GOAL OF THE EXERCISE: Write out the entries word for word, beginning at the line that has "Could you spot the pedal" and continuing through the last line of the entries.

┌─ TASK INPUT

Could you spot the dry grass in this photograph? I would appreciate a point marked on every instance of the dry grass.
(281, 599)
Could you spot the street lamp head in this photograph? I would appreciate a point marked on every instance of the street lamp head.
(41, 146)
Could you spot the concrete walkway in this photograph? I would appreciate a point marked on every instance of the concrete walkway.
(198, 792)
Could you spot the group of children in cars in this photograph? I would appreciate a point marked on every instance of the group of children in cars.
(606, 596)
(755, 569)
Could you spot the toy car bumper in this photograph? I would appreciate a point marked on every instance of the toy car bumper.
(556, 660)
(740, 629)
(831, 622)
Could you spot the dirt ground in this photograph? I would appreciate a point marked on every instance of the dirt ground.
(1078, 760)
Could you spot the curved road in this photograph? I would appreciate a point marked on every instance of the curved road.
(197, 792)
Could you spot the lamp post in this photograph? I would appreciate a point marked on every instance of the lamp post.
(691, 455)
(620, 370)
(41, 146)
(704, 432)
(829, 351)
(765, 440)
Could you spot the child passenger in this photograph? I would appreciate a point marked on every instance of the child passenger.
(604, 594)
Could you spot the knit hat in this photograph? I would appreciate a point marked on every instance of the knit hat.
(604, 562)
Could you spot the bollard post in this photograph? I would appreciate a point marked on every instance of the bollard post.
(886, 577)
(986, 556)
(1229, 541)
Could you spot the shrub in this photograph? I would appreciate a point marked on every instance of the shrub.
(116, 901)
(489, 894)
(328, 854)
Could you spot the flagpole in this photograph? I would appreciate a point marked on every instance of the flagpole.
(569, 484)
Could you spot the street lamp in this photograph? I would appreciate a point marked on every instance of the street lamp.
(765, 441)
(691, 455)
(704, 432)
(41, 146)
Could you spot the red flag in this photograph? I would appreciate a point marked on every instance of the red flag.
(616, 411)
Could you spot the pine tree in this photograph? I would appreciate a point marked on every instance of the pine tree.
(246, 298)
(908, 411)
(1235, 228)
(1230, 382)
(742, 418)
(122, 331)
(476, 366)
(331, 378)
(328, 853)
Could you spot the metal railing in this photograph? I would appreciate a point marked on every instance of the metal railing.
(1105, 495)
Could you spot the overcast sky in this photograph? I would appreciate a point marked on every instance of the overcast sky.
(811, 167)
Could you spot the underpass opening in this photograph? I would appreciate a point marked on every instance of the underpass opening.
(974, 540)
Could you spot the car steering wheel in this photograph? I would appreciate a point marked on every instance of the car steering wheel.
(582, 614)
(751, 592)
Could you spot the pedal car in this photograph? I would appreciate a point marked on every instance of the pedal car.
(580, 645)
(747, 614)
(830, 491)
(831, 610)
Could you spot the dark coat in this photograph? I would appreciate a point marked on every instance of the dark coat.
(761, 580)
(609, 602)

└─

WRITTEN RESPONSE:
Could you spot the pedal car in this photograph? I would appreciate a point marked on every instance of the pedal car.
(580, 645)
(747, 614)
(830, 491)
(831, 610)
Could you spot the dark coat in this photograph? I would appreciate a point marked on every instance of the dark coat.
(761, 580)
(609, 602)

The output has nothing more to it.